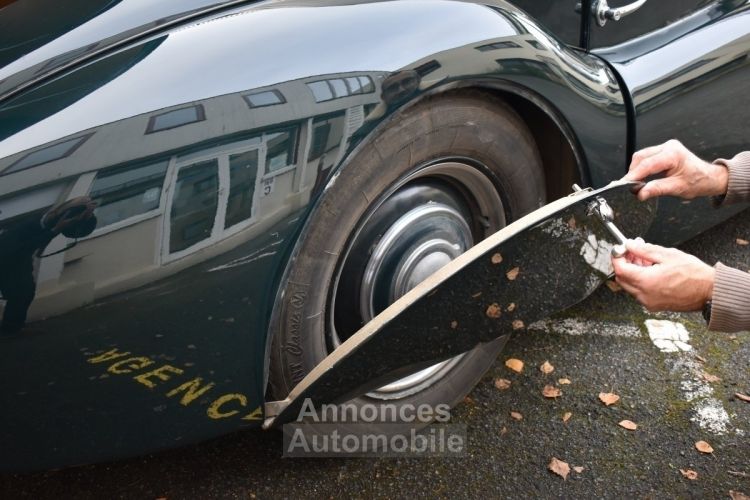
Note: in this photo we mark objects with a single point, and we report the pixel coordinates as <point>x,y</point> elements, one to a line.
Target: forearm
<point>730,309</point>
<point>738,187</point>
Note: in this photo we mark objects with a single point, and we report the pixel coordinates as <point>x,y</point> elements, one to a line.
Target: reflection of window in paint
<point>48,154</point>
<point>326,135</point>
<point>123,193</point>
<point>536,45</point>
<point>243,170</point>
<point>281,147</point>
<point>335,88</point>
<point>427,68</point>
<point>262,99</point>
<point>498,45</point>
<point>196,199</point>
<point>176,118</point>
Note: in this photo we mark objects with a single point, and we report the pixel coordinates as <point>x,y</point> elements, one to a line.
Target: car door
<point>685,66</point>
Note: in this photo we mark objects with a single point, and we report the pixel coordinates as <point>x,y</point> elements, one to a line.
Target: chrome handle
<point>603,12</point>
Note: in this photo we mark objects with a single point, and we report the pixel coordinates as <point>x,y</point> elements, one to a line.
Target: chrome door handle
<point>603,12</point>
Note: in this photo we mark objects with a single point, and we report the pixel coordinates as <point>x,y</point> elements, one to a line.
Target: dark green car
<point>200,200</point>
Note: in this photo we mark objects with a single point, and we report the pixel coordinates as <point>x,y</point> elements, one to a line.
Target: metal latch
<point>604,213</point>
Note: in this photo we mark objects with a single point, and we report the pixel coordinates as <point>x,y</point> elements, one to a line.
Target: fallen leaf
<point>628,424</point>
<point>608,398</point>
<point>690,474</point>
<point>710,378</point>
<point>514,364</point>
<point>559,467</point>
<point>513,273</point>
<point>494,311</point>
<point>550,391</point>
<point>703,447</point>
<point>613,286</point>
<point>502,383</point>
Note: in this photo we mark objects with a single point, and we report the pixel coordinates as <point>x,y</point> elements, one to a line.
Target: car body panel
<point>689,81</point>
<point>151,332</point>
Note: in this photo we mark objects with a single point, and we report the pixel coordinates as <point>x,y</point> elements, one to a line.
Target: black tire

——

### Goal
Could you give all the records above as a JSON list of strings, one per line, with blank lines and the pictures left out?

### Reply to the exercise
[
  "Note: in this photo we mark objects with a single point, and we report the pixel coordinates as <point>x,y</point> elements, one to a line.",
  "Target: forearm",
  "<point>730,309</point>",
  "<point>738,187</point>",
  "Note: in this photo we mark objects with a single point, and we report the pixel coordinates as <point>x,y</point> elements, one to a line.",
  "Target: reflection of window in paint",
  "<point>48,154</point>",
  "<point>326,135</point>",
  "<point>123,193</point>",
  "<point>536,45</point>",
  "<point>243,170</point>",
  "<point>281,147</point>",
  "<point>335,88</point>",
  "<point>427,68</point>",
  "<point>262,99</point>",
  "<point>498,45</point>",
  "<point>196,199</point>",
  "<point>176,118</point>",
  "Note: in this photo we mark objects with a single point, and we report the pixel coordinates as <point>x,y</point> elements, one to a line.",
  "Target: car door",
  "<point>685,66</point>",
  "Note: in this photo we mark objects with a single point, and we report the pixel coordinates as <point>x,y</point> elements, one to a line.",
  "Target: chrome handle",
  "<point>603,12</point>",
  "Note: in this photo we mark objects with a single point, and we report the pixel coordinates as <point>x,y</point> elements, one to a line.",
  "Target: chrome door handle",
  "<point>603,12</point>",
  "Note: in this photo we mark objects with a single point, and we report the pixel coordinates as <point>x,y</point> elements, one to a line.",
  "Target: dark green car",
  "<point>200,200</point>",
  "Note: in this photo we mark objects with a single point, and we report the pixel coordinates as <point>x,y</point> elements, one to a line.",
  "Target: metal latch",
  "<point>604,213</point>",
  "Note: in this photo we mark objects with a single point, and we report the pixel coordinates as <point>x,y</point> elements, one to a line.",
  "Target: fallen leaf",
  "<point>628,424</point>",
  "<point>608,398</point>",
  "<point>690,474</point>",
  "<point>710,378</point>",
  "<point>514,364</point>",
  "<point>559,467</point>",
  "<point>513,273</point>",
  "<point>494,311</point>",
  "<point>550,391</point>",
  "<point>703,447</point>",
  "<point>613,286</point>",
  "<point>502,383</point>",
  "Note: in this photo we mark objects with a single point, and we report the pixel coordinates as <point>x,y</point> elements, one to a line.",
  "Target: car body panel",
  "<point>689,81</point>",
  "<point>151,332</point>",
  "Note: in this photo we mark objects with a single point, and we report the pixel coordinates as <point>x,y</point> elements, one to a line.",
  "Target: black tire"
]